Request 1.
Rewrite the records starting at the line that contains "Question. Indicate each instance of the brown" and ending at the last line of the records, replacing "Result" with "Answer" everywhere and changing nothing else.
========================================================================
Barbershops of Scotland
After more than 15 years photographing barbershops across all 50 states, I’ve come to recognize certain constants—spaces shaped by routine, built on familiarity, where the walls carry just as much history as the people sitting in the chair. What started as a project rooted in American culture gradually extended beyond it. Everywhere I travel, I find myself stepping into barbershops. Different countries, different cities—but often, the same feeling.
It wasn’t something I set out to do. At some point, it just became part of how I move through a place. I’ll walk past a shop, look through the window, and recognize something immediately—an arrangement of chairs, a certain kind of light, the way tools are laid out, or what’s hanging on the walls. It’s familiar, even when it shouldn’t be.
In Scotland, that feeling was there from the start.
The shops are different in the details, and their history - often sitting on narrower street in front of a 500 year old church. The signage has its own character. The interiors feel a little more restrained in some cases, a little more utilitarian in others. But step inside, and the rhythm is the same. A customer in the chair, another waiting, conversation moving easily through the room. The quiet repetition of a trade that hasn’t changed much, even as everything around it has.
========================================================================
Request 2.
List the things the text about Scottish barbershops says are recognized immediately when looking through a shop window.

Provided data.
========================================================================
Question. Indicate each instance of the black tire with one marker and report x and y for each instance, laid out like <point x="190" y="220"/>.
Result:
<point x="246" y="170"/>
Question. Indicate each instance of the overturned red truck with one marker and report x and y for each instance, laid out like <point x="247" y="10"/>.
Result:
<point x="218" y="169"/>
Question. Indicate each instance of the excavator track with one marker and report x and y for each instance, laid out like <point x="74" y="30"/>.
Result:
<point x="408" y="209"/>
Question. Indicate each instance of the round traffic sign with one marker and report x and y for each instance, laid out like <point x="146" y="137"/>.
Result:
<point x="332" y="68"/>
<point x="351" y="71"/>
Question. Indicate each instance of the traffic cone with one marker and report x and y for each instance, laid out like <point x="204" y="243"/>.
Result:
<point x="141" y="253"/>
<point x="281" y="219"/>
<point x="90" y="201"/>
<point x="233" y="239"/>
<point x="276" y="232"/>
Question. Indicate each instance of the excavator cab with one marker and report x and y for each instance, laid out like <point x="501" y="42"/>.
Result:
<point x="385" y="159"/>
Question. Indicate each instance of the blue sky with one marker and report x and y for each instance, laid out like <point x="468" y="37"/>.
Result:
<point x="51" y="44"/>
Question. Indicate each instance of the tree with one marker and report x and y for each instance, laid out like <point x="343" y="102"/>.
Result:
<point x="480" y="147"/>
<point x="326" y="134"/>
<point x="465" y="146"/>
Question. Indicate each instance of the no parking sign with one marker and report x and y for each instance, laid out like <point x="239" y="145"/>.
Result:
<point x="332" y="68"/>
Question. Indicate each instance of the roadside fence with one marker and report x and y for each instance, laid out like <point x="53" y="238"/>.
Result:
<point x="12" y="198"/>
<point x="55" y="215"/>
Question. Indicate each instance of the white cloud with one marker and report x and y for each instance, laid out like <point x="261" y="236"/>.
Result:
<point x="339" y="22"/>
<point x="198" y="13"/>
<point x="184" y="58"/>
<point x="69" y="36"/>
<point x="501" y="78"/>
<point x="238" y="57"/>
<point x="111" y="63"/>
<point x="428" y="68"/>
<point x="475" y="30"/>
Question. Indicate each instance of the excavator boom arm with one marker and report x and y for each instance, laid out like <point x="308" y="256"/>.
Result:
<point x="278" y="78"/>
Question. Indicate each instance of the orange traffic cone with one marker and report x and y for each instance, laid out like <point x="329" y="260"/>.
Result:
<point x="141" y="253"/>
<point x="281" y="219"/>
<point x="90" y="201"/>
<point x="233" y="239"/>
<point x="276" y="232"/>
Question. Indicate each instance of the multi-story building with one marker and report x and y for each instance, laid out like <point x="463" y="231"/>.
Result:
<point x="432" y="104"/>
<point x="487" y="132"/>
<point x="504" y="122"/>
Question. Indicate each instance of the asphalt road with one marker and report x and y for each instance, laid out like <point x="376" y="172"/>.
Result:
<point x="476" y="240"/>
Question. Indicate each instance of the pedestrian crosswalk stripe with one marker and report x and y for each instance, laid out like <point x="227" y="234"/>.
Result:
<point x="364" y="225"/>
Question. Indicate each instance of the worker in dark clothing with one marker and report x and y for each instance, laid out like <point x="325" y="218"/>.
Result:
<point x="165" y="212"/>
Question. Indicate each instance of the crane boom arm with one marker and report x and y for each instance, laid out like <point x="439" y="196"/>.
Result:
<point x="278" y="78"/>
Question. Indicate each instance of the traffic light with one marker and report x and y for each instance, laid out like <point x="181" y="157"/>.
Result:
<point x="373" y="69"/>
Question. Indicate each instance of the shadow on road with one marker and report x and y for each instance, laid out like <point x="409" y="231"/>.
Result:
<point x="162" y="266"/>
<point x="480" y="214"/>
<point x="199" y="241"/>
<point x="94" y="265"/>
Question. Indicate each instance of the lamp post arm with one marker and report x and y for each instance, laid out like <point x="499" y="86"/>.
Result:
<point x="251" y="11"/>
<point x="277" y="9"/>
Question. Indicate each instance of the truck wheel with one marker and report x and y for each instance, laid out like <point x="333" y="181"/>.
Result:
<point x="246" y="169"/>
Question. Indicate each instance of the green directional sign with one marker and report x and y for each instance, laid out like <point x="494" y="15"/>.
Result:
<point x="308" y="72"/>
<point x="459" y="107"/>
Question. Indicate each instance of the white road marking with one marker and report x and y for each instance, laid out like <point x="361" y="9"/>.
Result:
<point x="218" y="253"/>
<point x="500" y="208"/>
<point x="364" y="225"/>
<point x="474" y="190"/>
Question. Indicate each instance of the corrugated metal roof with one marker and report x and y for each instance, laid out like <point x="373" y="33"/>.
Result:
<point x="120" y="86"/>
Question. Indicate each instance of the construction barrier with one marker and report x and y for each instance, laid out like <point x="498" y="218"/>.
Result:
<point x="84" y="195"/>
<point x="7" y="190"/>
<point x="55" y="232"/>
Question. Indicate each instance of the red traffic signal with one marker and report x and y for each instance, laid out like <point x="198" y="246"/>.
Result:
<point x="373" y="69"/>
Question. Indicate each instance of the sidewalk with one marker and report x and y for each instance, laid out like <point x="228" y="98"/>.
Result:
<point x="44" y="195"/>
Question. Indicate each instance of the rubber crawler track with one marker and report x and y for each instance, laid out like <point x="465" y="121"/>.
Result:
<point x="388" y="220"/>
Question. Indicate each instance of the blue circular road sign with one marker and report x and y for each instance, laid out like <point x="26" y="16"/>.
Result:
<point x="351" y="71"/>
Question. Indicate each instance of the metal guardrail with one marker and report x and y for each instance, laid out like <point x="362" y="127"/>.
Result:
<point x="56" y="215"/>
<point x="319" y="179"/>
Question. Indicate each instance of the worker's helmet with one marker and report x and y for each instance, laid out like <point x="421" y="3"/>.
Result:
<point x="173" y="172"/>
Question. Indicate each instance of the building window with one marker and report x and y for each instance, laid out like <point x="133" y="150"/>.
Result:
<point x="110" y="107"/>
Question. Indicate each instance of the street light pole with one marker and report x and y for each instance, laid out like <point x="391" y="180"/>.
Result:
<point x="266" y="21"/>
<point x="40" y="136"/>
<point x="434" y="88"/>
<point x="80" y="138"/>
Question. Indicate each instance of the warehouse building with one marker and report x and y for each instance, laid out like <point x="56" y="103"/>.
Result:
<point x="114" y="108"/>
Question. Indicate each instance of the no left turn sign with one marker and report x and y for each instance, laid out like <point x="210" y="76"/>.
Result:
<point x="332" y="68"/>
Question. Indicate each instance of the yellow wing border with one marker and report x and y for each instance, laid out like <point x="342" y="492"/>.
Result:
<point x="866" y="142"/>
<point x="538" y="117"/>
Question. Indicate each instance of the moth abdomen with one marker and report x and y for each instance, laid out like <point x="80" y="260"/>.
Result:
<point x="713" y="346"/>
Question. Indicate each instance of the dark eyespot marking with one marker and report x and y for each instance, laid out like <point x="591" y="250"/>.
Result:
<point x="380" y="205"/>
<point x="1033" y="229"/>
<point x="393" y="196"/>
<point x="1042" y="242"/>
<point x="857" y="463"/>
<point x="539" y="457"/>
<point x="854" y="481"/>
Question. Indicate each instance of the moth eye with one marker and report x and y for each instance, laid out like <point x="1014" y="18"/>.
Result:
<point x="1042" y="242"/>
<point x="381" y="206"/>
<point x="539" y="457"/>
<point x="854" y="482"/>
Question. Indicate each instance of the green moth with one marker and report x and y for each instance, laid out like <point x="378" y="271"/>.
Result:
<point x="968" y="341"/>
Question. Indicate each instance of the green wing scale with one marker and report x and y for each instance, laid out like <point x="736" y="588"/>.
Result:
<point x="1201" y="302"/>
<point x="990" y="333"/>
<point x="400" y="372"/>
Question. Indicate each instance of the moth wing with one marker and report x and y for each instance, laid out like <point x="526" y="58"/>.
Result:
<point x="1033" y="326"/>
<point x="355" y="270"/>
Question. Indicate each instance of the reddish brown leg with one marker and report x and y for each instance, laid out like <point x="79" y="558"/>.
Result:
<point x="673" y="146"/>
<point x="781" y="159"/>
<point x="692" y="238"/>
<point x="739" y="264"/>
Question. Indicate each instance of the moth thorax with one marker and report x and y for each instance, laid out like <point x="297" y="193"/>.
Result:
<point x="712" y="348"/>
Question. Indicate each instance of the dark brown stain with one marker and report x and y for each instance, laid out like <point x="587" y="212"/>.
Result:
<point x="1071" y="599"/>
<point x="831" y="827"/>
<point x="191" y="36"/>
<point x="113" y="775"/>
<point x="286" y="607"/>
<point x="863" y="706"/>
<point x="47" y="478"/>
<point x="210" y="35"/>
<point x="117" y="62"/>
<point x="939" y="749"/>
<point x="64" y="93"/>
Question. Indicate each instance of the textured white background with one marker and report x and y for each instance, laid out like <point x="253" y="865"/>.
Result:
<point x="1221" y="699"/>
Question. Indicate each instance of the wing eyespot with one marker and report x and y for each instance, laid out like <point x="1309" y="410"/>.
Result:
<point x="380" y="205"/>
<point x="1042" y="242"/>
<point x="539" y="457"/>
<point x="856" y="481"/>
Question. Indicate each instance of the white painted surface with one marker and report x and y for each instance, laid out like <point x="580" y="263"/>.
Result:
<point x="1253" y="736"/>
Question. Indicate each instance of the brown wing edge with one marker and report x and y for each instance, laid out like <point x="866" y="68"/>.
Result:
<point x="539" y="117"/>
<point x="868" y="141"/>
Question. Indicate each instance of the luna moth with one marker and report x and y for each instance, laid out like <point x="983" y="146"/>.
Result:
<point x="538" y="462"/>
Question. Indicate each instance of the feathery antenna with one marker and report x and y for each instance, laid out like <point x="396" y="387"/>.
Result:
========================================================================
Written answer 1.
Question. Indicate each instance of the brown wing edge with one marker and report x and y for each instance, laid out like <point x="866" y="68"/>.
Answer:
<point x="539" y="117"/>
<point x="868" y="141"/>
Question. Indicate each instance of the luna moth with one marker and report x and y for each instance, laid out like <point x="983" y="146"/>.
Answer:
<point x="538" y="462"/>
Question. Indicate each instance of the feathery antenna with one marker and report x and y for each instance, laid out like <point x="396" y="387"/>.
Answer:

Written answer 2.
- an arrangement of chairs
- a certain kind of light
- the way tools are laid out
- what's hanging on the walls